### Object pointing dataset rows
(begin)

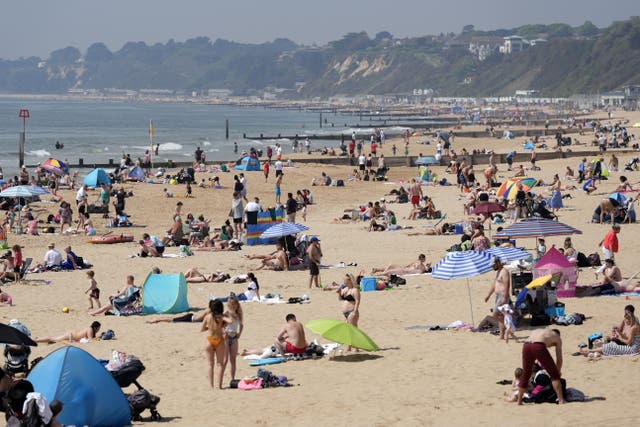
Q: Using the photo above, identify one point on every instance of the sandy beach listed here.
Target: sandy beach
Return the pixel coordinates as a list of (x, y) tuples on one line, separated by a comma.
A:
[(419, 377)]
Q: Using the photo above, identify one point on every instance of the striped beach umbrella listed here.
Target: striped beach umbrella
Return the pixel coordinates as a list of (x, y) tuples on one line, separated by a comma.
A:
[(509, 188), (463, 264), (55, 166), (17, 191), (508, 253), (282, 229), (534, 227)]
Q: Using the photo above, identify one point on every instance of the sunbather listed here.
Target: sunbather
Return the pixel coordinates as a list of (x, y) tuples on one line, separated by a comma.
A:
[(416, 267), (74, 336), (195, 317)]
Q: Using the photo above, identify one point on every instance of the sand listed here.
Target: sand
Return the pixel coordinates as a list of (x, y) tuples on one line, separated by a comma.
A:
[(418, 378)]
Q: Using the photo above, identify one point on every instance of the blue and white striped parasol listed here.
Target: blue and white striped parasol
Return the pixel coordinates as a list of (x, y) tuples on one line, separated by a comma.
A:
[(508, 253), (283, 229), (37, 190), (534, 227), (463, 264), (19, 191)]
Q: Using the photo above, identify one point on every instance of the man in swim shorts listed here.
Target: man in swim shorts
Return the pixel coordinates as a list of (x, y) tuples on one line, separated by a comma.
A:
[(502, 288), (415, 191), (291, 337), (535, 348)]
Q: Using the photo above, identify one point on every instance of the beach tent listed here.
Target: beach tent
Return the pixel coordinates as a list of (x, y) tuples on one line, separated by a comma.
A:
[(95, 178), (136, 174), (248, 163), (264, 221), (89, 393), (554, 262), (164, 293)]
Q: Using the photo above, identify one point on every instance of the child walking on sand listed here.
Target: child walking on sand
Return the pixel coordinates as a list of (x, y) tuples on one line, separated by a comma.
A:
[(93, 291), (509, 326)]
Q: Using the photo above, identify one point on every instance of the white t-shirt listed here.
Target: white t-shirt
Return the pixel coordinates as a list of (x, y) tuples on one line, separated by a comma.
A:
[(52, 257), (252, 291)]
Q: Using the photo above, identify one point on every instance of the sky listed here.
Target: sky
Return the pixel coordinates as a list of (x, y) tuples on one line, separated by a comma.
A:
[(37, 27)]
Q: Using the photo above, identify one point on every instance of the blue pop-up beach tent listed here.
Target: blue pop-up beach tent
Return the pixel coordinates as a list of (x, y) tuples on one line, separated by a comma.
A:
[(164, 293), (248, 163), (96, 177), (88, 391)]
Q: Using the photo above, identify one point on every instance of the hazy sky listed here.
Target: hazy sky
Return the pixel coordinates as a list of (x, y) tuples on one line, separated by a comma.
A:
[(36, 27)]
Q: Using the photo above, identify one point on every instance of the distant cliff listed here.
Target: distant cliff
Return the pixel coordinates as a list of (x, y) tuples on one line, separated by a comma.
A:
[(555, 60)]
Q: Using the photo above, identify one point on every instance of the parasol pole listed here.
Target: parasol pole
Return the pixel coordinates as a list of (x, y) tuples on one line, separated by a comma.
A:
[(470, 302)]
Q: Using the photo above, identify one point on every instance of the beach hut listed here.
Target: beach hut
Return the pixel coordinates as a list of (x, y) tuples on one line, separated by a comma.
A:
[(554, 262), (95, 178), (136, 174), (164, 293), (248, 163), (90, 395)]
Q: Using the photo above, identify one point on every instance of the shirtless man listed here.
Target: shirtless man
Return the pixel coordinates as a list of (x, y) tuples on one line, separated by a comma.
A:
[(276, 261), (74, 336), (536, 348), (416, 267), (291, 337), (415, 192), (502, 288), (611, 273)]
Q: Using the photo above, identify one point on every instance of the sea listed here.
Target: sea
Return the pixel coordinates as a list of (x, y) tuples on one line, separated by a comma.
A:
[(97, 131)]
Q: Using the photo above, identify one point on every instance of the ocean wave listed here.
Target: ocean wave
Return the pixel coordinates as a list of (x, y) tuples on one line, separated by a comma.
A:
[(171, 146), (38, 153)]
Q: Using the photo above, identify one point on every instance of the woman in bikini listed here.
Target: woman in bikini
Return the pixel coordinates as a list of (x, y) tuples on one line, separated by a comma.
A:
[(349, 295), (233, 332), (216, 347)]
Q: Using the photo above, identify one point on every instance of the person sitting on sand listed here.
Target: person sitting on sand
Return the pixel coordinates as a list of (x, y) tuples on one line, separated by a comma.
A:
[(74, 336), (5, 298), (627, 285), (123, 293), (52, 258), (623, 341), (416, 267), (147, 250), (291, 337), (276, 261), (624, 184), (519, 172), (611, 273)]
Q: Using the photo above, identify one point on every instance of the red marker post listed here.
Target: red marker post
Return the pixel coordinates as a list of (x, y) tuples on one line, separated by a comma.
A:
[(24, 115)]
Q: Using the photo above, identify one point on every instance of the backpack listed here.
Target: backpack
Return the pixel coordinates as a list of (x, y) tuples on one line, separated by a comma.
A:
[(140, 400), (594, 259)]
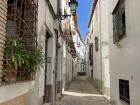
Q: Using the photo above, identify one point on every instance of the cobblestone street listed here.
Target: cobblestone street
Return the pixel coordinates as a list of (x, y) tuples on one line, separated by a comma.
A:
[(81, 92)]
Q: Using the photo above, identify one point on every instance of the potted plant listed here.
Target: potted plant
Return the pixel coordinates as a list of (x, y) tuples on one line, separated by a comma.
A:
[(18, 56)]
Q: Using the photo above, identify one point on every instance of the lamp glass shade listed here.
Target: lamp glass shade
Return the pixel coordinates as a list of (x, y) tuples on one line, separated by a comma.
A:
[(73, 6)]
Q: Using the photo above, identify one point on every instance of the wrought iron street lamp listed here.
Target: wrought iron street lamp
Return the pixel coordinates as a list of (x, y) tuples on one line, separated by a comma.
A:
[(73, 6)]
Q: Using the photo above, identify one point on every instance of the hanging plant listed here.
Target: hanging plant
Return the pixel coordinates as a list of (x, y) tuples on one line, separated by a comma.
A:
[(19, 56)]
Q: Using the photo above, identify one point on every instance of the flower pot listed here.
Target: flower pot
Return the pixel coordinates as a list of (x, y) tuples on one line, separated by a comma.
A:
[(9, 73)]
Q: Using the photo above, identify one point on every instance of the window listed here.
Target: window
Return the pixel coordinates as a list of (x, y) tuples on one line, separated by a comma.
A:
[(96, 44), (124, 90), (119, 25), (21, 24)]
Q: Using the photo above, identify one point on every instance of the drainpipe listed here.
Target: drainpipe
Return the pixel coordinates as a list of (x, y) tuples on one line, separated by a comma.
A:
[(100, 46)]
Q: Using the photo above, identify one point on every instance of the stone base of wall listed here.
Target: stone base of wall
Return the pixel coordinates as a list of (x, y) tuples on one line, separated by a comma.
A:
[(97, 84), (20, 100)]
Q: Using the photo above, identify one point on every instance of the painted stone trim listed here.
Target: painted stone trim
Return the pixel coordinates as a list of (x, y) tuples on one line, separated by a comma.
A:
[(20, 100), (3, 19), (59, 86)]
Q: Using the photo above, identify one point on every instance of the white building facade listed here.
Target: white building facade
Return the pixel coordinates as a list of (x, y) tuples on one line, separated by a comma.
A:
[(114, 24)]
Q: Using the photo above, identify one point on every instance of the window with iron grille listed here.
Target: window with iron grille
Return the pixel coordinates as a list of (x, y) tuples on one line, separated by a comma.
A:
[(124, 90), (119, 25), (96, 44)]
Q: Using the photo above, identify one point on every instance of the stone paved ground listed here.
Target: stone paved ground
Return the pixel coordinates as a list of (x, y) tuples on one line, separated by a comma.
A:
[(81, 92)]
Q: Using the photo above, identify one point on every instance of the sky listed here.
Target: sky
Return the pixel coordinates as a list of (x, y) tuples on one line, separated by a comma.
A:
[(83, 10)]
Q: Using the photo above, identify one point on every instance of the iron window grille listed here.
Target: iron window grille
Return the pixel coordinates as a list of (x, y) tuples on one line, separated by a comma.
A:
[(119, 24), (124, 90)]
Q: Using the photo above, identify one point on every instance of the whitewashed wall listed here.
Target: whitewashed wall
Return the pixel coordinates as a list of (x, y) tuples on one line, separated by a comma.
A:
[(124, 61)]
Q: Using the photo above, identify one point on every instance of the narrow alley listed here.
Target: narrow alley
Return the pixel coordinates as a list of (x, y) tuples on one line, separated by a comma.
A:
[(69, 52), (82, 92)]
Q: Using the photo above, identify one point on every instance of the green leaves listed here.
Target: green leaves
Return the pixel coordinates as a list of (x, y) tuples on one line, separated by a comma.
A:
[(21, 56)]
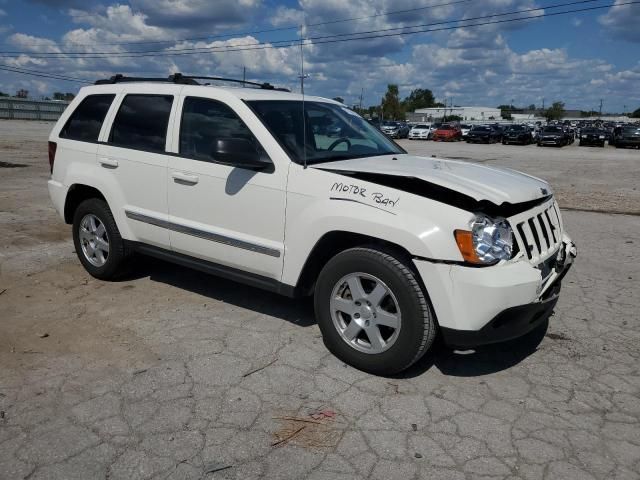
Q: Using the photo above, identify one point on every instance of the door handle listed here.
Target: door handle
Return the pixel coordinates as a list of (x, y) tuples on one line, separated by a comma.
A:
[(108, 162), (180, 177)]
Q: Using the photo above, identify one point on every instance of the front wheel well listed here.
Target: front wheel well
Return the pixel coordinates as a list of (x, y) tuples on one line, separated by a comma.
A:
[(77, 194), (332, 243)]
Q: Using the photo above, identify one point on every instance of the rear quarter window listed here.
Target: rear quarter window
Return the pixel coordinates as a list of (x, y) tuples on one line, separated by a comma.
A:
[(85, 122)]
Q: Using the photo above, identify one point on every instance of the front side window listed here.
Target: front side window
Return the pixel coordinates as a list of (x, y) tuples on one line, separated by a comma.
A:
[(318, 132), (141, 122), (85, 122), (206, 121)]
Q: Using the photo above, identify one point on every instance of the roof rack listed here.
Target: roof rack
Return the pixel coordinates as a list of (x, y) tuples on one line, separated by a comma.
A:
[(185, 80)]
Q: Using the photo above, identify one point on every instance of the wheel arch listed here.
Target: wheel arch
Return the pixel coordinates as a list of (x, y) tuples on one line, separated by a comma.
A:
[(334, 242), (77, 194)]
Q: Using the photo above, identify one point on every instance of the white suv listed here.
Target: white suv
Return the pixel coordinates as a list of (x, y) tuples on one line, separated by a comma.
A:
[(247, 184)]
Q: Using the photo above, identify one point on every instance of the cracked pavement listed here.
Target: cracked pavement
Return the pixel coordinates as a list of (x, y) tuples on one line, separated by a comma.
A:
[(173, 374)]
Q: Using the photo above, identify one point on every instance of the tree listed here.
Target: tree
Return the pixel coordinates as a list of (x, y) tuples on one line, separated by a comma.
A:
[(391, 106), (63, 96), (418, 98), (555, 112)]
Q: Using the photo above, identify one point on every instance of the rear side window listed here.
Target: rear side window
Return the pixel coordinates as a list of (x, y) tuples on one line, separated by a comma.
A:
[(86, 121), (204, 122), (141, 122)]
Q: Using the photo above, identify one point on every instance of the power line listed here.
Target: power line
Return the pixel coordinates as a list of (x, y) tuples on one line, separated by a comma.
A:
[(329, 38), (35, 73), (15, 70), (255, 32)]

(end)

### To do
Copy the material starting at the line that contains "pavement listed here." and ending at the last line of the material, replacing "tuples" with "pairs" and changing nothing else.

### Output of the exercise
Q: Using the photo above, identify one point on every instance of the cracked pavement listed here.
Target: cracked pavement
Return the pixel coordinates as a list of (x, y) pairs on one line, separated by a comma.
A:
[(173, 374)]
Q: Using the photo above, identify one point on every instance of the tree listed here.
Target: tree
Return the pixel coordinates as a list of (x, y) pairs on one line, separated by a comma.
A:
[(391, 106), (63, 96), (418, 98), (555, 112)]
Q: Using the photo above, identify one point on every instance of the rear side window listed here.
Target: rear side window
Return the pixel coordinates as a list of (x, y) pairs on one line, separated by a comma.
A:
[(86, 121), (204, 122), (141, 122)]
Q: Using the photo above, identify one point on every instance of the power line listed here.
Target: power line
Return the pixel coordinates as a list of (x, y) pairs on one line, separated by a comma.
A:
[(329, 38), (35, 73), (15, 70), (255, 32)]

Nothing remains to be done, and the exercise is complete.